» Instructions for the task
In the forum thread about screen printing ink that doesn't peel, what does contractprinter say most people use?

# what is the process that doesn't peel? Is that silk screening?



## chayne35 (May 26, 2010)

Holy flippin crud why did it have to be so hard to post something lol? I know nothing about this stuff and don't believe i'M IN THE GENERAL AREA WHERE i NEED TO BE but anyways...All I need to know is the process in which to silkscreen not the crapy stuff that peels off after so many washes but the silk screening that's actually an ink....what is that called? thanks


----------



## contractprinter (Jan 5, 2006)

*Re: silk screen ink*

plastisol is what most people use. it never peels off when cured properly. there is waterbased, and discharge


----------



## Rodney (Nov 3, 2004)

chayne35 said:


> Holy flippin crud why did it have to be so hard to post something lol? I know nothing about this stuff and don't believe i'M IN THE GENERAL AREA WHERE i NEED TO BE but anyways...All I need to know is the process in which to silkscreen not the crapy stuff that peels off after so many washes but the silk screening that's actually an ink....what is that called? thanks


Yes, that's called silk screening or screen printing.

There are many types of printing processes that can peel when not done correctly (including screen printing).

If done correctly, screen printing should not peel or flake.

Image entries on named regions

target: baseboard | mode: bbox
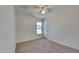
[46,38,79,50]
[16,37,43,44]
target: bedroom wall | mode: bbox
[0,5,15,53]
[16,13,42,43]
[45,6,79,49]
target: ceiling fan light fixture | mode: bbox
[41,10,45,14]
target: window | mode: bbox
[36,22,42,34]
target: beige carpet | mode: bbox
[16,39,79,53]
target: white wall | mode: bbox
[16,13,42,43]
[0,6,15,53]
[46,6,79,49]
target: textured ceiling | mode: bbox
[15,5,62,18]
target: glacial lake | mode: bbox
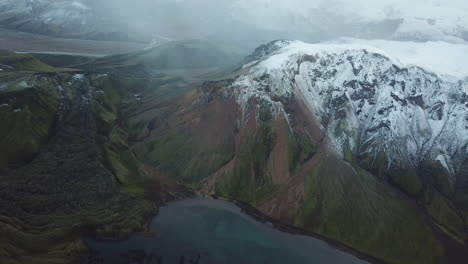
[87,198,368,264]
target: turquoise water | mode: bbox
[88,199,367,264]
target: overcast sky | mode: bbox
[88,0,468,44]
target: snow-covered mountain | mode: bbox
[230,41,468,186]
[231,0,468,42]
[0,0,128,40]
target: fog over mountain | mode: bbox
[0,0,468,47]
[0,0,468,264]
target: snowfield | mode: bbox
[231,40,468,177]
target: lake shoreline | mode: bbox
[208,195,388,264]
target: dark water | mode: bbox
[88,199,366,264]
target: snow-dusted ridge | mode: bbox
[230,41,468,174]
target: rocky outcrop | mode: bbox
[133,41,468,263]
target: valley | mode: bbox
[0,4,468,264]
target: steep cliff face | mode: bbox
[134,41,468,263]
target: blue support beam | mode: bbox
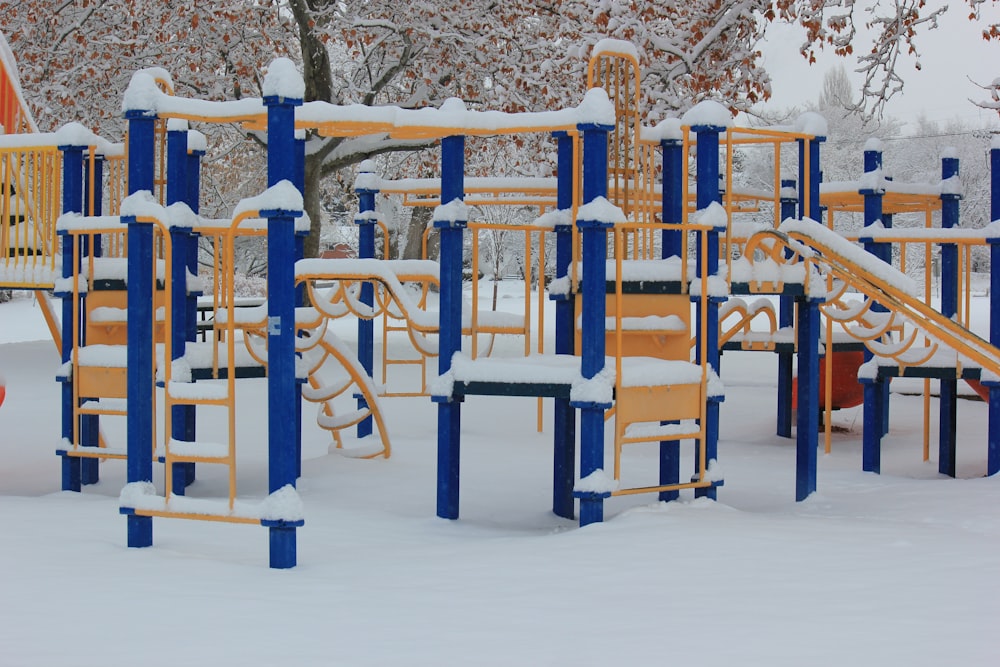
[691,125,726,500]
[986,146,1000,475]
[166,121,197,495]
[776,179,801,438]
[860,146,891,473]
[125,110,156,547]
[660,139,686,259]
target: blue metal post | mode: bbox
[59,146,85,491]
[261,91,302,569]
[166,123,195,495]
[795,298,821,501]
[938,157,962,477]
[777,179,801,438]
[125,110,156,547]
[184,139,205,485]
[573,124,610,526]
[660,139,686,259]
[354,164,378,438]
[434,136,468,519]
[984,144,1000,475]
[691,125,726,500]
[860,149,891,473]
[552,132,576,519]
[77,155,104,484]
[657,139,687,502]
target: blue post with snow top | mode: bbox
[78,154,104,484]
[59,146,85,491]
[354,165,378,438]
[260,87,302,569]
[552,132,576,519]
[938,155,962,477]
[785,137,832,501]
[691,125,726,500]
[166,121,195,495]
[184,138,205,478]
[660,139,685,259]
[573,123,611,526]
[657,139,687,502]
[125,109,156,547]
[434,135,468,519]
[860,145,891,473]
[800,136,826,222]
[983,144,1000,475]
[777,177,801,438]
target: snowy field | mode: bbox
[0,285,1000,667]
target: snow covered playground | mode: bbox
[0,40,1000,665]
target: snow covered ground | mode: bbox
[0,287,1000,667]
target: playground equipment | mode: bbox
[0,40,1000,567]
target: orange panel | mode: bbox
[77,366,128,398]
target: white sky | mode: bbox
[763,0,1000,131]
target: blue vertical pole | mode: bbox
[59,146,85,491]
[261,88,302,569]
[290,130,310,479]
[984,144,1000,475]
[856,147,891,473]
[166,121,195,495]
[574,124,610,526]
[657,139,687,502]
[938,157,962,477]
[354,164,378,438]
[434,135,468,519]
[795,297,820,501]
[777,180,801,438]
[691,125,726,500]
[125,110,156,547]
[552,132,576,519]
[78,154,104,484]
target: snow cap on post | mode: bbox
[641,118,684,141]
[590,38,639,60]
[262,58,306,101]
[681,100,733,129]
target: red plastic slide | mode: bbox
[964,380,990,403]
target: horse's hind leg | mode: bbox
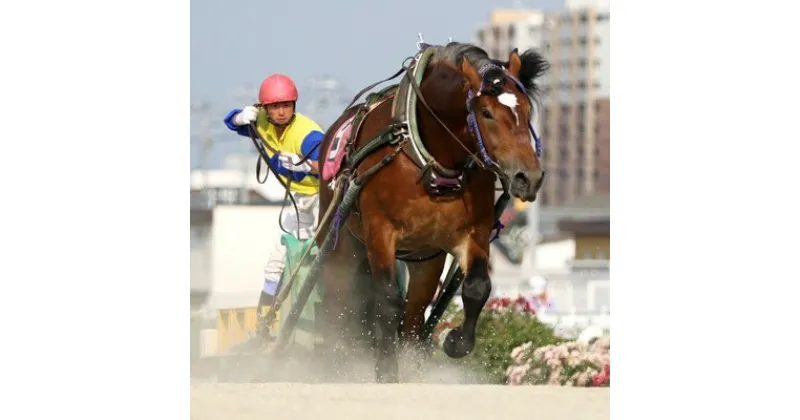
[320,229,366,381]
[364,220,403,383]
[401,253,447,350]
[443,238,492,358]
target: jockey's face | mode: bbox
[267,102,294,124]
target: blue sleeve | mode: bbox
[223,108,250,137]
[269,155,306,182]
[300,130,325,162]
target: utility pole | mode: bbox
[305,74,351,130]
[236,83,255,204]
[190,100,214,207]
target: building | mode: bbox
[475,0,610,206]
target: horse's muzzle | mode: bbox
[511,169,544,202]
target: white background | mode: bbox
[0,0,800,420]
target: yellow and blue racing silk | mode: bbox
[225,109,324,195]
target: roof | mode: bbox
[190,170,294,202]
[558,219,611,235]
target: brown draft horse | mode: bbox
[318,42,549,382]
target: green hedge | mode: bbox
[434,297,566,384]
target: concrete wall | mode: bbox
[209,206,286,309]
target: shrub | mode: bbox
[434,297,565,384]
[506,337,611,386]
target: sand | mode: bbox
[191,382,609,420]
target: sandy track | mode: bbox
[191,383,609,420]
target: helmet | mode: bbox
[258,74,297,105]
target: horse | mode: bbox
[318,42,549,383]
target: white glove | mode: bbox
[233,105,258,125]
[278,152,311,172]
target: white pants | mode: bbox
[263,193,319,296]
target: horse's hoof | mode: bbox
[442,328,475,359]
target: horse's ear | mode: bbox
[508,48,522,78]
[461,57,481,92]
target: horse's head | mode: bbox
[461,50,548,201]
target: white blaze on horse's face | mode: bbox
[497,92,519,125]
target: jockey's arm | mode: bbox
[300,130,325,175]
[224,108,250,137]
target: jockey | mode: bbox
[225,74,323,308]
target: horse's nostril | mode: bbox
[514,172,531,188]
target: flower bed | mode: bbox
[506,337,611,386]
[434,297,565,384]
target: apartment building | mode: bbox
[474,0,610,206]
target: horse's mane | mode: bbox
[429,42,550,104]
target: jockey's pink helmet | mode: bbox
[258,74,297,105]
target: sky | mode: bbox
[190,0,563,167]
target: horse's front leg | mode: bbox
[442,238,492,359]
[364,220,403,383]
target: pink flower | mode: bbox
[592,373,608,386]
[576,372,589,386]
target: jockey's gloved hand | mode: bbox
[233,105,258,125]
[278,152,311,172]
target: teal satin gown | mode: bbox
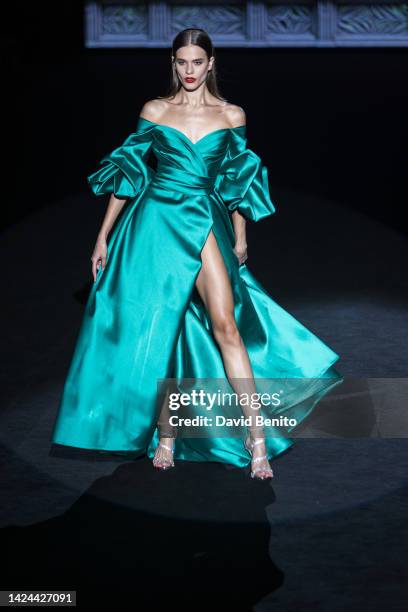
[52,117,341,467]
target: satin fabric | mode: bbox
[52,117,341,467]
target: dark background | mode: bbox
[2,0,408,239]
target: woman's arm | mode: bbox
[91,193,126,282]
[231,210,248,264]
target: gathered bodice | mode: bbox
[87,116,275,221]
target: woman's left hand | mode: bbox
[233,242,248,265]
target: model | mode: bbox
[52,28,340,479]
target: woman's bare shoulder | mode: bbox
[140,98,167,121]
[224,104,246,127]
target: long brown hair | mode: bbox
[157,28,227,102]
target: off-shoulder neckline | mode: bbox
[139,116,246,147]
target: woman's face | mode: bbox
[175,45,214,91]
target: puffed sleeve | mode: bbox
[214,126,276,221]
[86,117,155,199]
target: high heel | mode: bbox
[244,436,273,480]
[152,442,174,471]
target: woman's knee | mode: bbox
[213,314,241,346]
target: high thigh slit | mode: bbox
[52,117,342,467]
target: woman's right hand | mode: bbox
[91,235,108,282]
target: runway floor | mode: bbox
[0,190,408,612]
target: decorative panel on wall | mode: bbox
[85,0,408,47]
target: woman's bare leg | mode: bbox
[196,230,271,478]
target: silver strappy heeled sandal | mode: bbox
[153,442,174,470]
[244,436,273,480]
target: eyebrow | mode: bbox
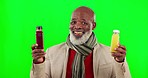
[72,18,86,21]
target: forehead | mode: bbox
[72,12,92,21]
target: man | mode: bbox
[31,6,130,78]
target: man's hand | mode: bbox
[112,44,126,63]
[31,44,46,64]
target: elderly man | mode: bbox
[31,6,130,78]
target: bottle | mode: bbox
[110,30,120,52]
[36,26,44,49]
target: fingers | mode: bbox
[115,48,126,54]
[31,44,38,50]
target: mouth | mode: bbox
[73,31,85,38]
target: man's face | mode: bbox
[70,11,92,39]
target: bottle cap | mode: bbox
[113,30,120,33]
[36,26,42,30]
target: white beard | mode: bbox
[70,27,92,45]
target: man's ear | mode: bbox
[92,22,96,30]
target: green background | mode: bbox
[0,0,148,78]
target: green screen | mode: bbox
[0,0,148,78]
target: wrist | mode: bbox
[33,57,45,64]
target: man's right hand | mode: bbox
[31,44,46,64]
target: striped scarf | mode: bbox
[66,32,97,78]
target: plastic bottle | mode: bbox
[110,30,120,52]
[36,26,44,49]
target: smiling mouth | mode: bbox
[73,31,85,37]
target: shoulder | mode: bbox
[95,43,113,64]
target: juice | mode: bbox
[110,30,120,52]
[36,26,44,49]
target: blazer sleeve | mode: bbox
[30,50,52,78]
[113,60,131,78]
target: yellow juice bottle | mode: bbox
[110,30,120,52]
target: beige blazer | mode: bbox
[30,43,131,78]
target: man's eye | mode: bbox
[82,22,88,25]
[71,21,76,25]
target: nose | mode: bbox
[74,22,82,29]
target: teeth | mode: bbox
[75,32,82,34]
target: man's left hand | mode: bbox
[112,44,126,63]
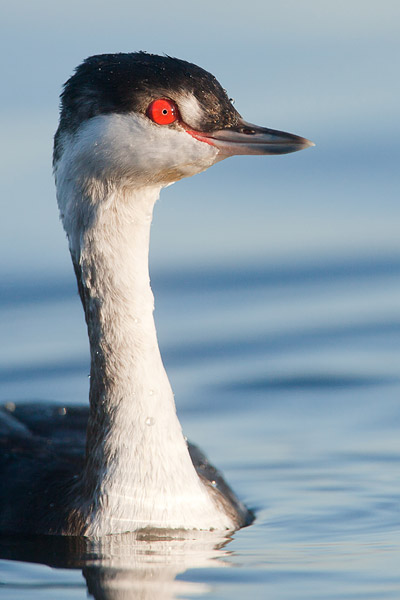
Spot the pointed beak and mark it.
[187,121,315,157]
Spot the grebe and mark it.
[0,52,313,537]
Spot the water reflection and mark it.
[0,531,231,600]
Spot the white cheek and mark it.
[54,114,218,186]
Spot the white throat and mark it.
[53,166,235,536]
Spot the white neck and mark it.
[59,184,235,535]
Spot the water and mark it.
[0,0,400,600]
[0,257,400,599]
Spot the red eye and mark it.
[146,98,179,125]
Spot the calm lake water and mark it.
[0,247,400,600]
[0,0,400,600]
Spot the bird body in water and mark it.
[0,53,312,537]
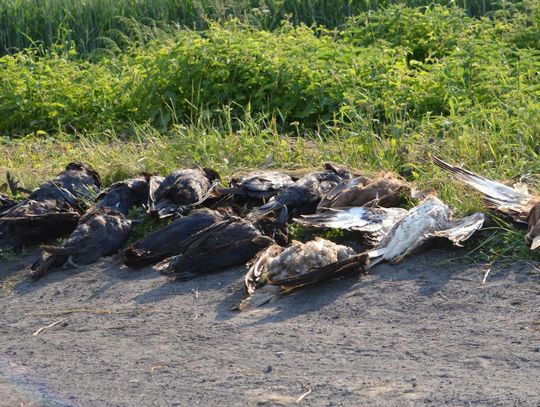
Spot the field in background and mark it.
[0,0,540,258]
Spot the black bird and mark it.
[0,200,81,251]
[32,207,131,279]
[218,171,295,200]
[28,162,101,207]
[123,208,229,268]
[248,164,351,225]
[0,194,17,216]
[0,163,101,250]
[94,174,153,215]
[154,216,274,280]
[149,166,220,218]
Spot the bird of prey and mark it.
[32,207,131,279]
[154,216,274,280]
[123,208,229,268]
[0,199,81,251]
[432,157,540,250]
[219,171,294,200]
[149,166,220,218]
[248,164,351,224]
[318,174,411,210]
[368,196,485,266]
[94,174,153,215]
[27,162,101,207]
[295,206,407,245]
[239,238,369,311]
[0,194,17,216]
[0,163,101,250]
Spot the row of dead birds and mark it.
[0,158,540,309]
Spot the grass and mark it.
[0,0,540,259]
[0,120,540,262]
[0,0,510,55]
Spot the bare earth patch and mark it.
[0,250,540,406]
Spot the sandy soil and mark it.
[0,250,540,406]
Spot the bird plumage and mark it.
[368,196,485,265]
[318,174,411,210]
[154,216,274,280]
[123,208,229,267]
[32,207,132,279]
[295,207,407,244]
[432,157,540,250]
[239,238,368,310]
[219,171,294,199]
[149,167,220,218]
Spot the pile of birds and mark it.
[0,157,540,310]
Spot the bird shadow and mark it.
[215,276,362,327]
[134,267,246,304]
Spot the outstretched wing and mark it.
[431,157,531,221]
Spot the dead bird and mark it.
[318,174,411,210]
[0,194,17,216]
[123,208,230,268]
[94,174,153,215]
[0,199,81,251]
[295,207,408,245]
[218,171,294,200]
[149,166,220,218]
[27,162,101,207]
[154,216,274,280]
[248,164,351,224]
[367,196,485,266]
[432,157,540,250]
[32,207,131,279]
[239,238,369,311]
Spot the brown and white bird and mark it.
[318,174,411,211]
[294,207,408,245]
[149,166,220,218]
[248,164,351,224]
[367,196,485,266]
[432,157,540,250]
[123,208,230,268]
[0,194,17,216]
[218,171,294,200]
[32,207,131,279]
[0,199,81,251]
[239,238,368,311]
[154,216,274,280]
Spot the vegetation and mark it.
[0,0,540,258]
[0,0,523,54]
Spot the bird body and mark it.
[368,196,485,265]
[32,207,132,279]
[219,171,294,199]
[295,207,407,244]
[123,209,228,267]
[239,238,368,311]
[432,157,540,250]
[28,163,101,206]
[150,167,220,218]
[94,176,151,215]
[318,174,410,210]
[154,216,274,280]
[249,165,351,223]
[0,199,81,251]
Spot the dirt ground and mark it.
[0,250,540,406]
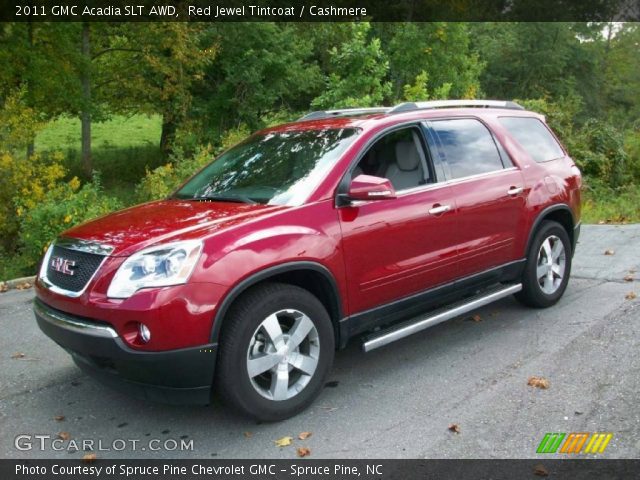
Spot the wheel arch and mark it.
[524,203,576,255]
[211,261,343,345]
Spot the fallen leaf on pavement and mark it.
[296,447,311,457]
[533,464,549,477]
[273,437,293,447]
[82,453,98,463]
[448,423,460,433]
[527,376,549,390]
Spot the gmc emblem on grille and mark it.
[51,257,76,275]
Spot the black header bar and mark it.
[0,0,640,22]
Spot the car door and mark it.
[426,118,525,278]
[339,125,457,314]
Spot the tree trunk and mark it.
[80,22,93,177]
[160,112,178,157]
[27,22,36,160]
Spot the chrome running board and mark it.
[362,283,522,352]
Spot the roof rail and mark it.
[297,107,391,122]
[389,100,524,113]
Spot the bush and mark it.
[582,178,640,223]
[136,125,249,202]
[18,175,121,274]
[136,147,211,202]
[0,151,67,252]
[572,119,631,188]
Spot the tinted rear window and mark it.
[499,117,564,162]
[430,118,503,178]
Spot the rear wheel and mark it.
[516,220,571,308]
[217,283,334,421]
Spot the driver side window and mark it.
[351,127,434,191]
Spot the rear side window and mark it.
[429,118,503,178]
[499,117,564,163]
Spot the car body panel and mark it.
[36,108,581,404]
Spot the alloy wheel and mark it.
[247,309,320,401]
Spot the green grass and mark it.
[35,115,164,204]
[36,115,161,151]
[582,185,640,224]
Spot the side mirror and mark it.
[347,175,396,200]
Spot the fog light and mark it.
[138,323,151,343]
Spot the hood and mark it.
[62,200,284,256]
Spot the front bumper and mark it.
[33,299,217,405]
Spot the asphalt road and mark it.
[0,225,640,458]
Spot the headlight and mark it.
[107,240,202,298]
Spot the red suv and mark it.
[34,100,581,420]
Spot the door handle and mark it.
[429,203,451,215]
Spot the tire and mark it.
[515,220,572,308]
[216,283,335,422]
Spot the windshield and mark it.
[174,128,357,205]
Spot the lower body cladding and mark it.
[34,299,217,405]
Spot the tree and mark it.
[191,22,320,138]
[312,23,391,108]
[376,22,484,100]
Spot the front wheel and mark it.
[515,220,572,308]
[217,283,335,421]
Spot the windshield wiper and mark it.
[188,194,258,205]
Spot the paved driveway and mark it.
[0,225,640,458]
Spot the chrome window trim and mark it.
[38,238,114,298]
[33,301,118,338]
[396,167,519,196]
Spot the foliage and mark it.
[0,151,67,251]
[311,23,391,108]
[376,22,484,100]
[403,70,453,102]
[574,119,628,187]
[18,175,121,271]
[582,178,640,223]
[136,147,211,202]
[136,126,249,202]
[191,22,322,136]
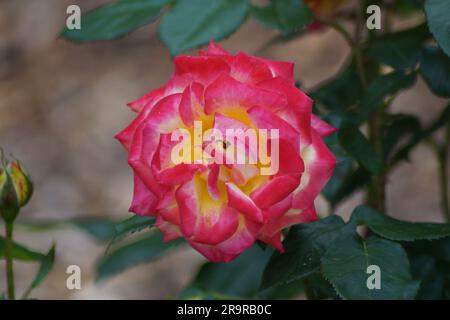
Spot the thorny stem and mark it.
[429,124,450,222]
[439,124,450,221]
[5,222,16,300]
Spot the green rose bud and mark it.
[0,155,33,223]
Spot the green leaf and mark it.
[410,255,444,300]
[0,236,44,261]
[96,230,182,281]
[250,0,313,35]
[305,272,340,300]
[189,246,273,298]
[61,0,169,42]
[107,215,155,251]
[322,234,420,300]
[159,0,249,55]
[69,217,114,243]
[420,46,450,98]
[425,0,450,57]
[360,71,416,122]
[391,105,450,165]
[367,24,430,69]
[329,167,370,207]
[115,215,155,236]
[23,245,55,299]
[338,122,383,174]
[352,205,450,241]
[383,114,422,161]
[262,215,347,288]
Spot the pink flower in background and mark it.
[117,42,336,261]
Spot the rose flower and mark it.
[116,41,336,262]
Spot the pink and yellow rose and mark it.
[116,42,336,261]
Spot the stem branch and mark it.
[5,222,16,300]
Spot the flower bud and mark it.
[0,156,33,223]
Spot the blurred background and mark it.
[0,0,446,299]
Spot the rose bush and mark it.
[116,41,336,261]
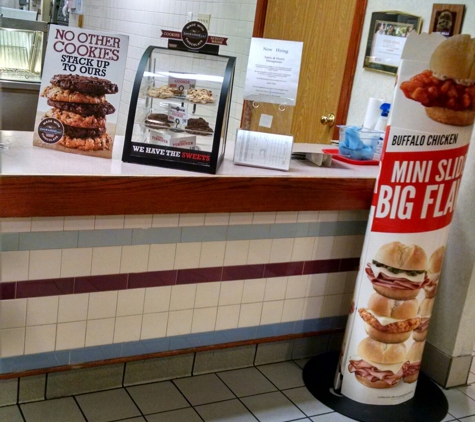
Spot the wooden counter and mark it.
[0,131,378,218]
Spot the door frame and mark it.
[252,0,368,139]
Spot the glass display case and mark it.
[0,17,48,131]
[122,46,235,174]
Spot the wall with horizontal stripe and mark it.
[0,211,368,374]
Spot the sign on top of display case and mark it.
[33,25,129,158]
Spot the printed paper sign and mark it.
[33,25,128,158]
[244,38,303,106]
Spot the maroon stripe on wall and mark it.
[0,258,360,300]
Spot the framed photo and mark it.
[429,4,465,37]
[363,11,422,75]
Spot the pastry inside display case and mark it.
[123,47,235,173]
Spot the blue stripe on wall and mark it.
[0,316,347,374]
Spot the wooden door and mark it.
[254,0,367,144]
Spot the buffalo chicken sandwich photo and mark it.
[412,298,435,341]
[365,242,428,300]
[401,34,475,126]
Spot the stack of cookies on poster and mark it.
[41,74,118,156]
[348,242,444,388]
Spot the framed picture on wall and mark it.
[363,11,422,75]
[429,4,465,37]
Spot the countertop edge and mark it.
[0,175,375,218]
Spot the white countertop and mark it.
[0,131,379,179]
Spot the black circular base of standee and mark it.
[303,352,449,422]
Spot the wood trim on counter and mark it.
[0,176,375,218]
[333,0,368,139]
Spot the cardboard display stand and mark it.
[307,34,475,421]
[33,25,129,159]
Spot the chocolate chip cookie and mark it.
[41,85,106,104]
[185,117,213,136]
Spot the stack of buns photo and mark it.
[400,34,475,126]
[348,241,445,389]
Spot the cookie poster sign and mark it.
[335,34,475,405]
[33,25,128,158]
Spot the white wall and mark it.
[76,0,256,139]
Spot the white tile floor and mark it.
[0,360,475,422]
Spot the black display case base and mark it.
[303,352,449,422]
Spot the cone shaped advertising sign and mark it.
[334,34,475,405]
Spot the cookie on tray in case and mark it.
[41,74,118,151]
[185,117,213,136]
[50,75,119,96]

» Response to this exercise
Plastisol.